> _GIVEN PROBLEM 1_:
Return the part of the Kindertransport text below, unchanged, from "Courtesy of Beck" to "for Refugee Children.".

Kindertransport: a lifeline for Jewish children

Henry Lowenstein

Henry Lowenstein

After Henry’s application for the Kindertransport is submitted in February 1939, Henry and his parents continue to pursue all available options to get Henry out of the country. Knowing that he must be ready to leave quickly if accepted, Henry must get his paperwork in order.

Since October 1938, Jews are required to surrender their passports and carry Jewish identity cards issued by the Gestapo. Henry and his father, Max Loewenstein, visit Gestapo headquarters in Berlin on March 31, 1939 to obtain their cards. While they are there, Henry must watch as his father is subjected to insult and humiliation.

Henry’s card is marked with a “J” and, as required by the law regarding Jewish names in effect since August 17, 1938, it identifies him as Ernst Heinrich "Israel" Loewenstein.

Identification card issued to Ernst Heinrich "Israel" Loewenstein in Berlin, March 31, 1939.

Courtesy of Beck Archives, University Libraries, University of Denver

Henry is accepted on a transport to France and then loses his place due to illness. In late May he is accepted for the Kindertransport to Great Britain, organized by London’s Hampstead Garden Suburb Care Committee for Refugee Children. 

Transcript

Henry Lowenstein: We had—in the meantime, I had been accepted for a transport to France. And I must confess that I wasn’t wild about going to France, but I would have—anything was better than staying in Germany. And that was a child’s reaction because I didn’t like French as a language. Didn’t speak French very well and never seemed to get it through my head what that was all about. But anyway, the—just as the plans were being made to go to France I became ill and was not able to go. And—which was probably, ultimately, one of the best things that ever happened to me because all the people that were sent to France were all killed, eventually when the Germans conquered France, all these people were taken away and never to be heard of again. So we got word from London that I was accepted, that this committee had agreed to sponsor me to go to England. And then we had to go and get paperwork done.

"I must confess that I wasn’t wild about going to France, but I would have—anything was better than staying in Germany."

> _GIVEN PROBLEM 2_:
Identify every line in the entries below that contains the string "floodwater", and copy each one out. Matching is case-sensitive.

> _RECORDS FOR THIS TASK_:

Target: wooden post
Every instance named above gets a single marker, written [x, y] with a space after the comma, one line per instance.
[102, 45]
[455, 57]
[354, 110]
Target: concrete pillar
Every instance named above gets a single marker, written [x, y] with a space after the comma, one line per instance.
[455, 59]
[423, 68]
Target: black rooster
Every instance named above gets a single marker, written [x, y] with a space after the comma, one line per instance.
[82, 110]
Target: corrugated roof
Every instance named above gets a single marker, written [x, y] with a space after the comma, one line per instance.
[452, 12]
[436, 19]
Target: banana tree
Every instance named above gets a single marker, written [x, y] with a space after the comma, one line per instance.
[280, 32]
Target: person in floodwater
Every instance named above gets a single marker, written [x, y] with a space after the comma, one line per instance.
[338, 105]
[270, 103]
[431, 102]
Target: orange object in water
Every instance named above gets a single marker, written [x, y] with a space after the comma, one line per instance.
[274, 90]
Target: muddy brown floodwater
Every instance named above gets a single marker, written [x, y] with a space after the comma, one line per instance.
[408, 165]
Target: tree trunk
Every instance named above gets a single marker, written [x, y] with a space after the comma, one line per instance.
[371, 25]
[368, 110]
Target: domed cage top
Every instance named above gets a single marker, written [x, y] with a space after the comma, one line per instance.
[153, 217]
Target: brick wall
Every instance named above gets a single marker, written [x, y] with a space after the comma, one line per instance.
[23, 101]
---
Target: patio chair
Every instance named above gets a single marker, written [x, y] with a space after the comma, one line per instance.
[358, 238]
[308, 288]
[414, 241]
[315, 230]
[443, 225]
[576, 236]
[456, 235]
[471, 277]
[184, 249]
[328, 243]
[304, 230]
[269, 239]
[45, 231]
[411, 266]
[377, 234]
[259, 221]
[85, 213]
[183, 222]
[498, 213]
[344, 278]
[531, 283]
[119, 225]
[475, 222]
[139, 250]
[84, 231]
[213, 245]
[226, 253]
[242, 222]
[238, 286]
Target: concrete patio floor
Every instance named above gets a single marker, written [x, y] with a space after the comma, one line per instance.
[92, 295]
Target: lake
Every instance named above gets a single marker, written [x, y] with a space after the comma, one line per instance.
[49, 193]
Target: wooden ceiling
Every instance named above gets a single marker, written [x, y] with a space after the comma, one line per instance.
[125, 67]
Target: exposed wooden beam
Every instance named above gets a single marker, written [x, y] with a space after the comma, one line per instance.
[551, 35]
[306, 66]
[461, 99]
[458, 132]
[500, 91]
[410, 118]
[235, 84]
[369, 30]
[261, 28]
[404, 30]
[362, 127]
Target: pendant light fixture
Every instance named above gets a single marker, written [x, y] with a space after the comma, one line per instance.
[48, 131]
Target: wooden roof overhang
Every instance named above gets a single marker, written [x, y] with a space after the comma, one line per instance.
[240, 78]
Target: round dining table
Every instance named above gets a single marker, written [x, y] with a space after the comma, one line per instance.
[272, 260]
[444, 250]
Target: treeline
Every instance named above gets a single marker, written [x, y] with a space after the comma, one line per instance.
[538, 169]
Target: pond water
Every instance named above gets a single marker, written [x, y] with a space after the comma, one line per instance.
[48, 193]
--
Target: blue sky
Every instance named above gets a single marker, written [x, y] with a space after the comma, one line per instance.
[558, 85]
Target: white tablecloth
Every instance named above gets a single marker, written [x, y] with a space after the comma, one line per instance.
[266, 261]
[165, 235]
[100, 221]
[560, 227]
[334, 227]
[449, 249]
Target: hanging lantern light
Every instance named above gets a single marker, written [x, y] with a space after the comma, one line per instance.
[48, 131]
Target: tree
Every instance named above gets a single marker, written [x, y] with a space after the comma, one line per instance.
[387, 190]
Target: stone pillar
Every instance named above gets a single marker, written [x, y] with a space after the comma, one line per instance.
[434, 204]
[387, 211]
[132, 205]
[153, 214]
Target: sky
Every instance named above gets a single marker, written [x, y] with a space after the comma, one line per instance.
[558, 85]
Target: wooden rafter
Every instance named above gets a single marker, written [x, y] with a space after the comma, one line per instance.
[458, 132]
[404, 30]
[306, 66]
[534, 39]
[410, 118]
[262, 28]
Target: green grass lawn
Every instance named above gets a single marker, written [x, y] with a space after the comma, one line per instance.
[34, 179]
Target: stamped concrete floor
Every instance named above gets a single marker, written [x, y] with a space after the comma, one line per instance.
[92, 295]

> _OUTPUT 1_:
Courtesy of Beck Archives, University Libraries, University of Denver

Henry is accepted on a transport to France and then loses his place due to illness. In late May he is accepted for the Kindertransport to Great Britain, organized by London’s Hampstead Garden Suburb Care Committee for Refugee Children.

> _OUTPUT 2_:
Target: person in floodwater
Target: muddy brown floodwater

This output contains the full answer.